## EXERCISE BRIEF
Copy the part of the personal essay starting with "This is my third" and going on through "of college abroad.", word for word.

## PAGE TEXT
______

The reason angels are able to fly, they say, is because they take themselves so lightly. My intention is to embrace all that life has to offer, the grand sunsets as well as the flight delays and the death of beloved friends, with grace, gratitude, and humility.
I want to be present in the moment as long as I am present on this planet. I want to enjoy and listen and cry and laugh and ponder and wonder, and be ready to let go of any cherished belief. I know I have blind spots, as we all do, and I am always ready to find a new one, shine a loving light on it, and then mine the gold that has been hidden there.
Helping people shine a loving light on their blind spots and set themselves free is a delicious way to live.
If a blind, AARP member can create this art, you can follow your bliss as well.
A Brief Personal History
The accomplishment that I’m most proud of is breaking the cycle of addiction in my family. Having been born into a family with addiction on both sides and no one else in recovery, this is no small accomplishment. My children have their challenges as all humans do, but they aren’t addicts or married to addicts. They are loving and loved, socially responsible, and hardworking successful professionals.
My second proudest achievement is that I have a Master’s degree in counseling. My mother and sister both dropped out of high school. I made a vow when I was ten that I would not recreate my family, and that included getting an education so I could support myself. I never wanted to feel that I had no choice except to stay with a man who put me in the hospital and slept with other women. That vow has served me well. I never even considered dropping out of college.
This is my third biggest achievement. I grew up anxious, afraid of conflict, with a very small idea of what was possible for me. Never could I have imagined being paid to travel all over the world to train and inspire teachers when I was twenty, even though I had miraculously gotten myself to Germany for a year of college abroad.

______

## INFORMATION
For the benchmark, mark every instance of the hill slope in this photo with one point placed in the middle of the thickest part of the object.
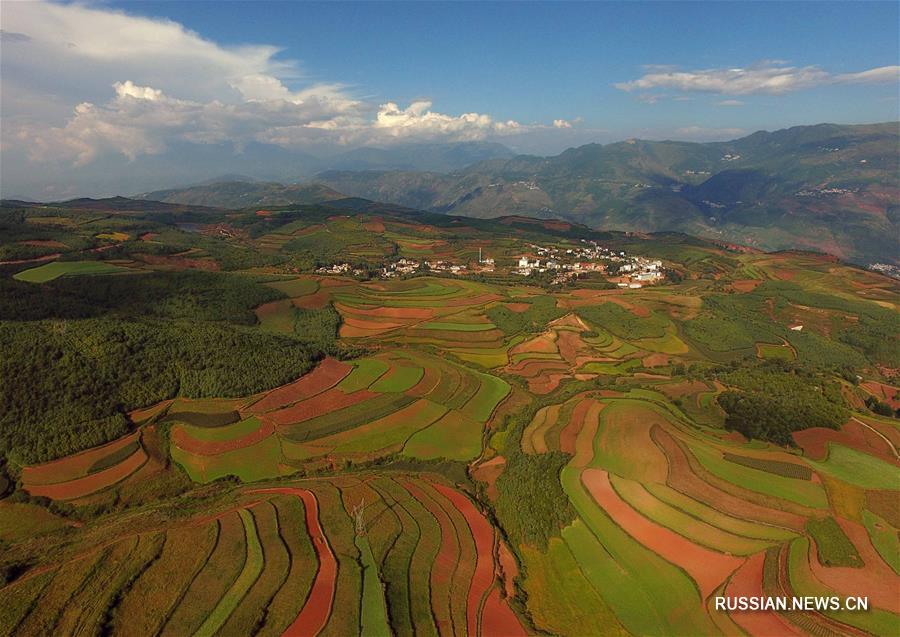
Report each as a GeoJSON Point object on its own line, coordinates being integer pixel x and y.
{"type": "Point", "coordinates": [827, 187]}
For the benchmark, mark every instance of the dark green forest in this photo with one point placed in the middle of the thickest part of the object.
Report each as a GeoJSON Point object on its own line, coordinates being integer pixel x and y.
{"type": "Point", "coordinates": [76, 354]}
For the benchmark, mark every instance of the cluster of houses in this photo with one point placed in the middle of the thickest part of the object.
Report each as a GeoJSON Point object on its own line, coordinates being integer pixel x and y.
{"type": "Point", "coordinates": [633, 271]}
{"type": "Point", "coordinates": [410, 266]}
{"type": "Point", "coordinates": [887, 269]}
{"type": "Point", "coordinates": [818, 192]}
{"type": "Point", "coordinates": [340, 268]}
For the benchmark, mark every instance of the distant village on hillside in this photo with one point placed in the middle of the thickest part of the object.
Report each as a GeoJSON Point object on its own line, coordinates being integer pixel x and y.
{"type": "Point", "coordinates": [626, 271]}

______

## SOLUTION BELOW
This is my third biggest achievement. I grew up anxious, afraid of conflict, with a very small idea of what was possible for me. Never could I have imagined being paid to travel all over the world to train and inspire teachers when I was twenty, even though I had miraculously gotten myself to Germany for a year of college abroad.